== Source data ==
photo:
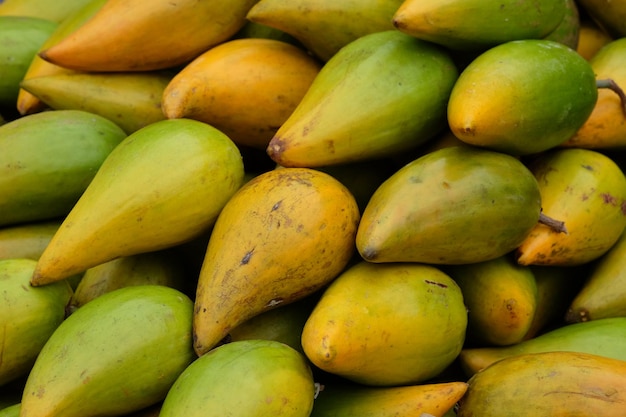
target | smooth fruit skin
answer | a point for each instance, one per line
(354, 400)
(130, 36)
(603, 293)
(586, 190)
(248, 378)
(117, 354)
(48, 159)
(522, 97)
(501, 297)
(162, 186)
(478, 24)
(20, 39)
(556, 384)
(358, 108)
(456, 205)
(28, 316)
(246, 87)
(387, 324)
(605, 128)
(324, 27)
(604, 337)
(284, 235)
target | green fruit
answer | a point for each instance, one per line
(380, 95)
(20, 40)
(387, 324)
(48, 159)
(522, 97)
(456, 205)
(28, 316)
(118, 353)
(247, 378)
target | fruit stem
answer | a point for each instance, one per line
(556, 225)
(613, 86)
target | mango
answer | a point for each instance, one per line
(164, 185)
(358, 109)
(118, 353)
(456, 205)
(247, 378)
(522, 97)
(387, 324)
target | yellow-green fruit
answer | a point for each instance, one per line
(584, 189)
(605, 337)
(48, 159)
(501, 297)
(161, 186)
(548, 384)
(522, 97)
(456, 205)
(248, 378)
(284, 235)
(387, 324)
(20, 40)
(117, 354)
(358, 108)
(478, 24)
(28, 316)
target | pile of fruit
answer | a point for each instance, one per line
(312, 208)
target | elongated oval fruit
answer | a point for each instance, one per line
(387, 324)
(357, 109)
(478, 24)
(587, 191)
(456, 205)
(28, 316)
(129, 35)
(355, 400)
(324, 27)
(548, 384)
(603, 294)
(130, 99)
(522, 97)
(501, 297)
(604, 337)
(246, 87)
(271, 379)
(117, 354)
(163, 185)
(605, 128)
(48, 159)
(285, 234)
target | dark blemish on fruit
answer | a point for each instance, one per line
(439, 284)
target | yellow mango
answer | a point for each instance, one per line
(387, 324)
(247, 88)
(284, 234)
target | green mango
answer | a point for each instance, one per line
(380, 95)
(604, 337)
(522, 97)
(48, 159)
(247, 378)
(325, 26)
(387, 324)
(20, 40)
(117, 354)
(478, 24)
(603, 293)
(161, 186)
(28, 316)
(455, 205)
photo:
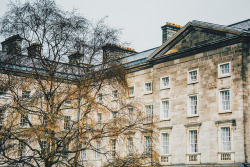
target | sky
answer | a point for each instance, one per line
(141, 20)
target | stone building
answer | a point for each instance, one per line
(194, 90)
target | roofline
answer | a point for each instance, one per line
(230, 25)
(196, 23)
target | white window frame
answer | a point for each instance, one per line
(115, 93)
(162, 83)
(24, 122)
(66, 122)
(147, 144)
(84, 152)
(2, 116)
(113, 147)
(100, 97)
(130, 146)
(220, 142)
(131, 94)
(130, 114)
(162, 110)
(149, 117)
(24, 151)
(164, 144)
(26, 96)
(220, 101)
(220, 75)
(191, 143)
(190, 81)
(190, 105)
(145, 88)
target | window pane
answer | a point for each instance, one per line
(193, 76)
(165, 82)
(193, 141)
(165, 109)
(165, 143)
(193, 105)
(224, 69)
(225, 138)
(225, 100)
(147, 145)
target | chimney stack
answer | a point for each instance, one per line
(34, 50)
(75, 58)
(169, 30)
(12, 45)
(112, 52)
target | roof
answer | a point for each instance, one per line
(244, 25)
(232, 30)
(138, 57)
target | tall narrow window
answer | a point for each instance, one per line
(98, 150)
(193, 141)
(115, 94)
(224, 69)
(192, 105)
(147, 145)
(100, 97)
(225, 100)
(165, 109)
(84, 151)
(44, 145)
(1, 117)
(113, 148)
(130, 146)
(24, 119)
(164, 82)
(148, 87)
(225, 139)
(26, 94)
(67, 122)
(99, 120)
(165, 143)
(131, 90)
(130, 114)
(21, 149)
(149, 113)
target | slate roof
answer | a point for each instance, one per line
(138, 57)
(244, 25)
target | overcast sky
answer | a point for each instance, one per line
(141, 20)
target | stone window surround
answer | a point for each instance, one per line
(219, 70)
(193, 126)
(189, 79)
(161, 110)
(232, 125)
(161, 83)
(131, 95)
(219, 101)
(197, 107)
(145, 90)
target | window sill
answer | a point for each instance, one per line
(225, 112)
(192, 83)
(224, 76)
(165, 88)
(167, 119)
(192, 116)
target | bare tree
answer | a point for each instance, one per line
(52, 111)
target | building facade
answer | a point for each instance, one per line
(193, 91)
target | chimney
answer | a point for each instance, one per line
(12, 45)
(75, 58)
(34, 50)
(113, 52)
(169, 30)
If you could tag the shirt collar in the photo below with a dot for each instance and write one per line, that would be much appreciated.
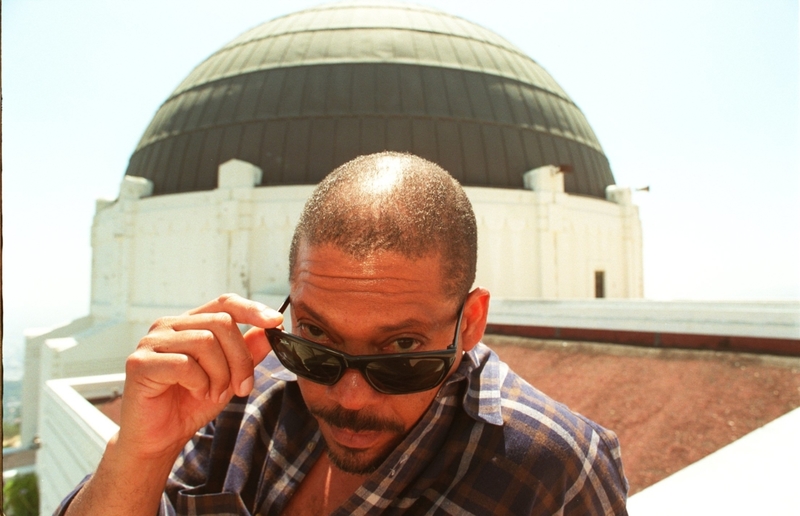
(484, 374)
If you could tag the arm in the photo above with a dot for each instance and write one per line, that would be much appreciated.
(182, 374)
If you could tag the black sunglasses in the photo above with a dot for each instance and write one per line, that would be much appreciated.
(395, 373)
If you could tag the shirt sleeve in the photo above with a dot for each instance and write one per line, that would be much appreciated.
(189, 471)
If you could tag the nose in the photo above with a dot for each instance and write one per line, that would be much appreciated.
(352, 391)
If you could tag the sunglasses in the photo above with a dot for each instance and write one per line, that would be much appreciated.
(395, 373)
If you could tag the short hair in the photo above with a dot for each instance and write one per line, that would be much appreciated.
(397, 202)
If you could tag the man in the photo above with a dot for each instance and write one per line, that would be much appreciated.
(381, 400)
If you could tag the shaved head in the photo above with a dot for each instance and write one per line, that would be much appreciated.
(393, 202)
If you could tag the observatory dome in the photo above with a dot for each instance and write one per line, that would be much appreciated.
(303, 93)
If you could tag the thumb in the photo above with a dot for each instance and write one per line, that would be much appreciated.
(257, 343)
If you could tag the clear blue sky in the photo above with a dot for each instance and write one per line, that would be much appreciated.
(696, 98)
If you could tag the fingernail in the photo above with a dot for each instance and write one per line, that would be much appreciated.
(246, 386)
(224, 396)
(269, 313)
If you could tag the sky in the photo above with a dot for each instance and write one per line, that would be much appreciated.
(697, 99)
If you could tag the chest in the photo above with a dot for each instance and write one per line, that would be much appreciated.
(323, 490)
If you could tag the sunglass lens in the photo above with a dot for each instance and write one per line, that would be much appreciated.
(403, 375)
(308, 362)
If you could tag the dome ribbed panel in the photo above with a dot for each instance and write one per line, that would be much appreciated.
(306, 92)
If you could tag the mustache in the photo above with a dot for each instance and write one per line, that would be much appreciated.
(356, 420)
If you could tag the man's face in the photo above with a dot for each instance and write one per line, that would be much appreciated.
(385, 303)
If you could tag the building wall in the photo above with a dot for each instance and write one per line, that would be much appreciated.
(156, 256)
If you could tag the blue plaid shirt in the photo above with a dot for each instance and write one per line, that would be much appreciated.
(489, 443)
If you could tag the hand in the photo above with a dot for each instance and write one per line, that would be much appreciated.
(186, 369)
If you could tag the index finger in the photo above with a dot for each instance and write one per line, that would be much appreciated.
(243, 311)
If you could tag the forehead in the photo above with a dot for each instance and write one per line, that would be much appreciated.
(324, 271)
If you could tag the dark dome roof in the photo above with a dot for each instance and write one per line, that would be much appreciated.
(306, 92)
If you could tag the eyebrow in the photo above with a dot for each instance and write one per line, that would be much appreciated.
(386, 328)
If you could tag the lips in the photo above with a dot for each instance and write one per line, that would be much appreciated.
(354, 440)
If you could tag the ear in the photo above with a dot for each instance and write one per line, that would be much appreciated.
(473, 322)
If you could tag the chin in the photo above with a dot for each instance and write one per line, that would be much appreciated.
(360, 462)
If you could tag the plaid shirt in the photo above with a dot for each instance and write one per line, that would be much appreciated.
(488, 444)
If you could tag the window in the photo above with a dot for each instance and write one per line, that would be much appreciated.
(599, 284)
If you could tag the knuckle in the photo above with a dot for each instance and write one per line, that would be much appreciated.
(223, 319)
(135, 361)
(227, 298)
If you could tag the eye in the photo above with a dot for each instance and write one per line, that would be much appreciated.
(403, 344)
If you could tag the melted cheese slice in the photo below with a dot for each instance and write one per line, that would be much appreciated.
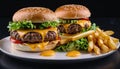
(73, 53)
(82, 23)
(42, 32)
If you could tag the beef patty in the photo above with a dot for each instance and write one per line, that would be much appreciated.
(72, 29)
(34, 37)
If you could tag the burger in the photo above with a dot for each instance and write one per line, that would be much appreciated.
(34, 29)
(74, 20)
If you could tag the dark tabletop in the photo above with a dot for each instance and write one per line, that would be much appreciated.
(109, 62)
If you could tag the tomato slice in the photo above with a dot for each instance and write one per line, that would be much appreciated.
(15, 41)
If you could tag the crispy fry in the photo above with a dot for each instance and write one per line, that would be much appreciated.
(101, 33)
(109, 32)
(116, 41)
(96, 50)
(90, 37)
(81, 35)
(96, 34)
(103, 46)
(111, 44)
(90, 46)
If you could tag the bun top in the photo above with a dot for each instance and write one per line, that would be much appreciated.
(34, 14)
(72, 11)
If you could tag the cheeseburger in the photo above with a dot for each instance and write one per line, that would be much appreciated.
(34, 29)
(74, 21)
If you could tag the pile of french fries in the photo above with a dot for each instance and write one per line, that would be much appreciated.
(101, 41)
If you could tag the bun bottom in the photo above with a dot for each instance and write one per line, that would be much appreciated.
(27, 48)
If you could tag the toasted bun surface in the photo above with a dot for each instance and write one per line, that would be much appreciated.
(72, 11)
(34, 14)
(24, 47)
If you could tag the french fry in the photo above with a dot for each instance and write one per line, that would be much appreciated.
(90, 46)
(104, 48)
(116, 41)
(109, 32)
(90, 43)
(101, 33)
(81, 35)
(96, 50)
(111, 44)
(90, 37)
(96, 34)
===
Exercise description
Search the entries for the word "stone" and show every line that has it.

Finished task
target | stone building
target | stone window surround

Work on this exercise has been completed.